◆ **Action item**
Pick up the Tedeschi Trucks Band concert piece below and keep writing from its last sentence.

[Opening Page extract section]

Tedeschi Trucks Band Rocks My World

Tedeschi Trucks Band, all eleven of them.

There is a short list of female vocalists that I outright worship, including (but not limited to) Fiona Apple, Brandi Carlile, and Sara Bareilles. Add to that list, near the top, the lead vocalist of the Tedeschi Trucks Band, Susan Tedeschi, who I had the immense pleasure of seeing in downtown Phoenix this past Saturday night.

This band is the age of an infant. Formed in 2010, Tedeschi Trucks Band is led by husband-and-wife musicians Derek Trucks and Susan Tedeschi. Their debut album, Revelator, won a Grammy Award for Best Blues Album. Their concerts draw tens of thousands of enthusiastic, supportive fans, including Jake and me. This is all after two years of being together. What? Who does that? Obviously, people with tons of talent.

Derek Trucks was the founder and headliner of The Derek Trucks Band (also Grammy-winners), and he was once a member of The Allman Brothers. He has twice appeared on Rolling Stone’s list of 100 Greatest Guitarists of All Time; currently 16th on the list. His wife, Susan Tedeschi, has received multiple Grammy Award nominations, and is well known for her singing voice, guitar playing, and vibrant stage presence. Add to these two a back-up band of nine instrumentalists and vocalists, and you’ve got the Tedeschi Trucks Band.

Susan Tedeschi. WAILING.

They didn’t take the stage Saturday night until about 9:30 PM (late for us old folks), but it was worth the wait. Their sound is capable of conquering any space, even the massive Comerica Theater in downtown Phoenix. Susan stood out for me, probably because I can’t believe her vocals. She is a mix of Janis Joplin, Bonnie Raitt, and Etta James. She can sing rock, country, and most importantly, some serious blues. My favorite tune is Until You Remember, a heart-wrenching blues love song, ruled by Tedeschi’s killer vocal prowess. I mean, this woman can WAIL, and she’s even better live than on the albums.

[Closing Page extract section]
[Opening Data for analysis section]

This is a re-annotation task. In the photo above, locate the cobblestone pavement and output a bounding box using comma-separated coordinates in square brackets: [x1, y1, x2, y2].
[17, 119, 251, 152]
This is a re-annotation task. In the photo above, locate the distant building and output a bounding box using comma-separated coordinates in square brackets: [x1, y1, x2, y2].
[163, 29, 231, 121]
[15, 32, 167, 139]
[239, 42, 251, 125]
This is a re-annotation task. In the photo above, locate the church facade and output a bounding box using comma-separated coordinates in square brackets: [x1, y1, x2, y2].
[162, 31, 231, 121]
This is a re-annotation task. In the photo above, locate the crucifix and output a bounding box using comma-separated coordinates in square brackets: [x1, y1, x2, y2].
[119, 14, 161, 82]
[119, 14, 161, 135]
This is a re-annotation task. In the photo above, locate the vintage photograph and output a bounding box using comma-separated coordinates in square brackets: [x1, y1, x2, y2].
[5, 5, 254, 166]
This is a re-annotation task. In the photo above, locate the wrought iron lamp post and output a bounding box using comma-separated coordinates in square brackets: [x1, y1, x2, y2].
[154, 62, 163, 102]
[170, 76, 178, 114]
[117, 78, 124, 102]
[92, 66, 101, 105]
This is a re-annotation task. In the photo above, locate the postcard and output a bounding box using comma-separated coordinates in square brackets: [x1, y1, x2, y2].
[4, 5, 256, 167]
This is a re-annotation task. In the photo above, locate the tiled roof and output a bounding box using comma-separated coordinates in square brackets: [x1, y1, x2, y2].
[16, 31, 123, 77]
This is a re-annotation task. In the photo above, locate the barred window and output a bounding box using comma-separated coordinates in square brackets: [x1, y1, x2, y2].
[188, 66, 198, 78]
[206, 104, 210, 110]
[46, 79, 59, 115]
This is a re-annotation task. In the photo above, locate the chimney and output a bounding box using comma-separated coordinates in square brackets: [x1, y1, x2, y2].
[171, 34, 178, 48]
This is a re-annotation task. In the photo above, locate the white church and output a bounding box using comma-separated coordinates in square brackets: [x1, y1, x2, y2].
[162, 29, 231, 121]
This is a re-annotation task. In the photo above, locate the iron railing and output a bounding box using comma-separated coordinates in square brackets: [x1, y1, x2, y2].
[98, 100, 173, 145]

[Closing Data for analysis section]

◆ **Your response**
More than Susan (okay, so I have a girl crush), the rest of the band stepped up with equal ability. I loved watching the dancing brass section. It was excellent when a back-up singer got to sing his own song, and wow, the boy did an excellent job. Let’s not forget Derek Trucks, either, though; talk about a guitar player! My brother is a guitar snob, and even he can’t deny the intrinsic skill of this long-haired, soft-spoken blues dude. The songs they played ranged from old style blues, to new style rock, to gospel/soul.

I think Tedeschi and Trucks say it best: “I feel like the music that this band draws from is from that sweet spot in American music, and when you think about the late ’60s and ’70s, they were drawing from music that was 20-30 years before their time … It’s soulful, it touches people, and they relate to it. It’s honest music, even now…”

“And it doesn’t change and it doesn’t go away,” says Trucks. “Real remains real. They were reigniting a flame and then starting another one. I feel like that’s what this band is all about. TTB is straddling the past and future. We don’t get to choose when we’re put here but we do get to choose what we do when we are here.”

If you can see these guys live, do it (although I know, they just left Phoenix). You’ll have to be patient and just buy their albums until they come back. If you like blues, they’re the band for you, although I can say the same of rock fans, country fans, and gospel fans. Tedeschi Trucks Band appeals to a wide demographic, and they do it with talent, charm, and my newest girl crush, a woman who wails, Susan Tedeschi.